Problem details: Lines before the one containing "Could you point to the trash" are left out; output the rest of the data exactly, through the final line.
··· Data extracts ···
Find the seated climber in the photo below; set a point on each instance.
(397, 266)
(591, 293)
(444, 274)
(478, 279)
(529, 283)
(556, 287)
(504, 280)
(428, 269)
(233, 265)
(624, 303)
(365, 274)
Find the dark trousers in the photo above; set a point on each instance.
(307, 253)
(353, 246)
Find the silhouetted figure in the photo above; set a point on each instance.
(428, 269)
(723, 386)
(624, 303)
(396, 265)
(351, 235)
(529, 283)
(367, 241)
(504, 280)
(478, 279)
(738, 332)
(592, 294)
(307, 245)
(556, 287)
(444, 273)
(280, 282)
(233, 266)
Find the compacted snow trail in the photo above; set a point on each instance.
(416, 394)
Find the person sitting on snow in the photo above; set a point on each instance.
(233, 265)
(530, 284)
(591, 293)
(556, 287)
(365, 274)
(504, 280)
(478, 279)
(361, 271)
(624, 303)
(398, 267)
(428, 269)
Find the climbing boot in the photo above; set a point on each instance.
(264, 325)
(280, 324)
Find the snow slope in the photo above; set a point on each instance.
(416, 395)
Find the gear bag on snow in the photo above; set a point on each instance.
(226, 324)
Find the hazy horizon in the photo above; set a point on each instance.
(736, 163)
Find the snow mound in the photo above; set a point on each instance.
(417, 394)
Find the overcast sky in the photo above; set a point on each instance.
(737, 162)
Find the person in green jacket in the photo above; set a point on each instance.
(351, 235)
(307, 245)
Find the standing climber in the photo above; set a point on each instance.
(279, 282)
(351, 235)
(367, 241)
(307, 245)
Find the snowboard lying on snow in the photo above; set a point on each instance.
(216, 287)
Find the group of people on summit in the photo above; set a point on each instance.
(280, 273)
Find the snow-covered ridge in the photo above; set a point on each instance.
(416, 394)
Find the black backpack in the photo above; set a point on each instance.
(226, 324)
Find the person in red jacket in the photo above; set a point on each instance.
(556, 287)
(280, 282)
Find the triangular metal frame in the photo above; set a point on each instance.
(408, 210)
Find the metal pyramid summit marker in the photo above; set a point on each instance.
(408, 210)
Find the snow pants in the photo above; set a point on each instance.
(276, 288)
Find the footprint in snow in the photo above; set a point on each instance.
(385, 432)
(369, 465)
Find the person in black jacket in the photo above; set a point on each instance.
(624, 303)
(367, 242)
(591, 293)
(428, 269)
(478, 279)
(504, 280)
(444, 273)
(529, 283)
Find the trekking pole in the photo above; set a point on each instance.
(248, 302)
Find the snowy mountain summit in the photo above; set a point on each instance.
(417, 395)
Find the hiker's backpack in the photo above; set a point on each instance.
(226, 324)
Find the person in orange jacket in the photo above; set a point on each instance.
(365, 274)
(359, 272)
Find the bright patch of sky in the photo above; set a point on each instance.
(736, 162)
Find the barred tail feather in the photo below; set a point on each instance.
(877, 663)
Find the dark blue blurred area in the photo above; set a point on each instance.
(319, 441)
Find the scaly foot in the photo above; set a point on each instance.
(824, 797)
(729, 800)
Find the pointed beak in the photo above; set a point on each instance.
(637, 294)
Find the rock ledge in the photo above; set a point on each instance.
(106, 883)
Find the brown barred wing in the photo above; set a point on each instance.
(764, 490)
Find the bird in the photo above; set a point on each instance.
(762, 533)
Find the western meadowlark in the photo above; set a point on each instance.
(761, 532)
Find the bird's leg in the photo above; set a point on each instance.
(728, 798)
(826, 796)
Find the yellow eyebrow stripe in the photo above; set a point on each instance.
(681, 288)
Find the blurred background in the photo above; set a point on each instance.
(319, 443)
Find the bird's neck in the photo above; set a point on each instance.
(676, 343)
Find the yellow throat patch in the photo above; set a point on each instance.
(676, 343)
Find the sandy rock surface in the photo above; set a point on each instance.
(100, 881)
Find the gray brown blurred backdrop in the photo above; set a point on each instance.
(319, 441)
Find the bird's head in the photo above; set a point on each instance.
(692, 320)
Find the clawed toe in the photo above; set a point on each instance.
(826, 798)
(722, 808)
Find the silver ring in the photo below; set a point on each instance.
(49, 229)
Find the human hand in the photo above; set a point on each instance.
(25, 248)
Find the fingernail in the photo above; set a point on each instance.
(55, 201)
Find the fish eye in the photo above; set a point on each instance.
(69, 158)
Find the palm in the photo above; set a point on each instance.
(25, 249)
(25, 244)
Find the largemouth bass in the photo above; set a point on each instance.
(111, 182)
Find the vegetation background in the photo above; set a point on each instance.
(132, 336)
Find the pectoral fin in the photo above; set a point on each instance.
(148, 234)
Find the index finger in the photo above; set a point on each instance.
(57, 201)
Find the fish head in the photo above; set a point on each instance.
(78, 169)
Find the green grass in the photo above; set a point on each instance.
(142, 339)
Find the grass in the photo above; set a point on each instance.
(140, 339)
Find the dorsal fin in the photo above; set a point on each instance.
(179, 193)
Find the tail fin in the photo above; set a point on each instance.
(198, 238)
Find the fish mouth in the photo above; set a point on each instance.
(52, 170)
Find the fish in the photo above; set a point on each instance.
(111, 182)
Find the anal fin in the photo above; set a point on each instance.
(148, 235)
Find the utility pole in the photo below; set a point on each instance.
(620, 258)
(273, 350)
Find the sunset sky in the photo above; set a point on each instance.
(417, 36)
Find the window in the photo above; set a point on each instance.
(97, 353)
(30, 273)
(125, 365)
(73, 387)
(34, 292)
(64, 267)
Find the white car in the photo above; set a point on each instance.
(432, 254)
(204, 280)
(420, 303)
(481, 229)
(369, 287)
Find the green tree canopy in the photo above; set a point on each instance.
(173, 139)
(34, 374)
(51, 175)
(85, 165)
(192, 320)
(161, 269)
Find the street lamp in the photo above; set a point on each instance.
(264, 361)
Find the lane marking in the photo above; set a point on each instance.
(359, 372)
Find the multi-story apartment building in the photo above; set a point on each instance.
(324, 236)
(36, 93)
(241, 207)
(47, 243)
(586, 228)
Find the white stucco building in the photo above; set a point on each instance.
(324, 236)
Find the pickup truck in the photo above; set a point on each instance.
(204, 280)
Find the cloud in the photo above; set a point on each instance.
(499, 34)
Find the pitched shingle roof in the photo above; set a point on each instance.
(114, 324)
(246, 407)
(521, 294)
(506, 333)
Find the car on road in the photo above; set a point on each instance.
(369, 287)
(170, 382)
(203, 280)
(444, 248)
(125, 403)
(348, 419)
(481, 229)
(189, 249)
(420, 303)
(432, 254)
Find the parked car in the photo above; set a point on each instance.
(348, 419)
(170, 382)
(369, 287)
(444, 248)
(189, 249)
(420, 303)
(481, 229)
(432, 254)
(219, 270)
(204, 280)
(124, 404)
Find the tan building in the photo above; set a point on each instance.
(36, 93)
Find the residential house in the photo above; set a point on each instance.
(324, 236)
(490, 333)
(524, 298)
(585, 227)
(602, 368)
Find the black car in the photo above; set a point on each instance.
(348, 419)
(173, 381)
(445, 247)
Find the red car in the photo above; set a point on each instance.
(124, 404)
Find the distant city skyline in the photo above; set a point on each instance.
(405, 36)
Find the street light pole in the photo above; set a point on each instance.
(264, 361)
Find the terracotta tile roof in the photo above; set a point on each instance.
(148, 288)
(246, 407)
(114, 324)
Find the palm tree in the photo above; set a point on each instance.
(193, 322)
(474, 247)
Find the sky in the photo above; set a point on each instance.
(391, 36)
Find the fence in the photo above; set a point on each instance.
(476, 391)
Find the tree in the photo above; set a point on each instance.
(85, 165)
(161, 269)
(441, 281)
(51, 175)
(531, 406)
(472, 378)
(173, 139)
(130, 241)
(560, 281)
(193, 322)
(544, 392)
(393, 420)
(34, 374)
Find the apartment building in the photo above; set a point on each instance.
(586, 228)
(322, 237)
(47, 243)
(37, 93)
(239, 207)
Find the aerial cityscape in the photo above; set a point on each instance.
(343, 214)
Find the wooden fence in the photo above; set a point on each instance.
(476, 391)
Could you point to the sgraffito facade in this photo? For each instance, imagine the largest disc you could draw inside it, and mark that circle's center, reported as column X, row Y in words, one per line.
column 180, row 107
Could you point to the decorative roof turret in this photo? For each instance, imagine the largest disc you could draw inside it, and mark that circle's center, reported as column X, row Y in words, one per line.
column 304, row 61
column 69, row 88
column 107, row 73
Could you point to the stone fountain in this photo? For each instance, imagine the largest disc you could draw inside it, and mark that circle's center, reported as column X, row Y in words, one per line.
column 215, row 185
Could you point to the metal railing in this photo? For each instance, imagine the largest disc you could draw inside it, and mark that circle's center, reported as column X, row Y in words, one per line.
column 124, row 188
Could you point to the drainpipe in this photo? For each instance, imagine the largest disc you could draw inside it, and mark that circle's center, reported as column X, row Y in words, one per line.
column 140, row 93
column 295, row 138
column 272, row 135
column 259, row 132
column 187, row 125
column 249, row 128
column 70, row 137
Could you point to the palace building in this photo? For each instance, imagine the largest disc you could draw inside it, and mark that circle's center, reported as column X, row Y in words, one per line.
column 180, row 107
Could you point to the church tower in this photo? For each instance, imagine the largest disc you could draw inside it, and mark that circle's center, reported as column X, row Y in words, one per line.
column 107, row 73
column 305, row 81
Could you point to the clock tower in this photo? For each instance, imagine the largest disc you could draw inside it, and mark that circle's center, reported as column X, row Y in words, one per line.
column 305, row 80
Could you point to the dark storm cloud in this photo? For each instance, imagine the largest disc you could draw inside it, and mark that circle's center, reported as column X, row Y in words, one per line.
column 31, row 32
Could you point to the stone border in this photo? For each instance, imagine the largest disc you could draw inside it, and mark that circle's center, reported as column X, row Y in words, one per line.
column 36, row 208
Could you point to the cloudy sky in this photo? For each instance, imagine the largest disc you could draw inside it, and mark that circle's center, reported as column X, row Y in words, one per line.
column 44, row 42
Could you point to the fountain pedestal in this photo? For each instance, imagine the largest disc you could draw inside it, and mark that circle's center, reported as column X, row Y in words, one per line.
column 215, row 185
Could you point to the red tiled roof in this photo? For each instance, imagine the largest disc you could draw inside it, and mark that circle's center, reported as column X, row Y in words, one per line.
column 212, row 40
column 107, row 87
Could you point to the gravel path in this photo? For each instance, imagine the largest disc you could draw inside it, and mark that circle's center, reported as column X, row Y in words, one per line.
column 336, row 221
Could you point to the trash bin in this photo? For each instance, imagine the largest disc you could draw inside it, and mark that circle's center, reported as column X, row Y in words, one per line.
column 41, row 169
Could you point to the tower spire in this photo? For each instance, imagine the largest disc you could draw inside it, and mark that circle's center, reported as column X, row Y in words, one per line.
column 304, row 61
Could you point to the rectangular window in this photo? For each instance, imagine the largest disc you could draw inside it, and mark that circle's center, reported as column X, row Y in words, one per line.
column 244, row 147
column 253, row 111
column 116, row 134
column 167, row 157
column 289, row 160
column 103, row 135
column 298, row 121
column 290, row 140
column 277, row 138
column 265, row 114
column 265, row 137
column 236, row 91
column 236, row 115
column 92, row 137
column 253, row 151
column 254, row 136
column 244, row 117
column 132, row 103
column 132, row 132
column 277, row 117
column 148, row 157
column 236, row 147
···
Your response:
Could you point to the trash bin in this photo? For each instance, imagine the largest disc you could draw inside it, and mark that circle's center, reported as column X, row Y in words, one per line.
column 41, row 169
Could you point to the tower spire in this photo? For each instance, imagine the largest disc you could draw inside it, and mark that circle's center, reported as column X, row Y in words, one per line.
column 304, row 61
Could you point to the rectangular window in this photo? For each instance, imagine the largest disc you could draw inside it, and mark that circle's center, reported as column X, row Y in words, one per line.
column 244, row 147
column 253, row 111
column 116, row 134
column 167, row 157
column 289, row 160
column 103, row 135
column 298, row 121
column 290, row 140
column 277, row 138
column 265, row 114
column 265, row 137
column 236, row 91
column 236, row 115
column 92, row 137
column 253, row 151
column 254, row 136
column 244, row 117
column 132, row 103
column 132, row 132
column 277, row 117
column 148, row 157
column 236, row 147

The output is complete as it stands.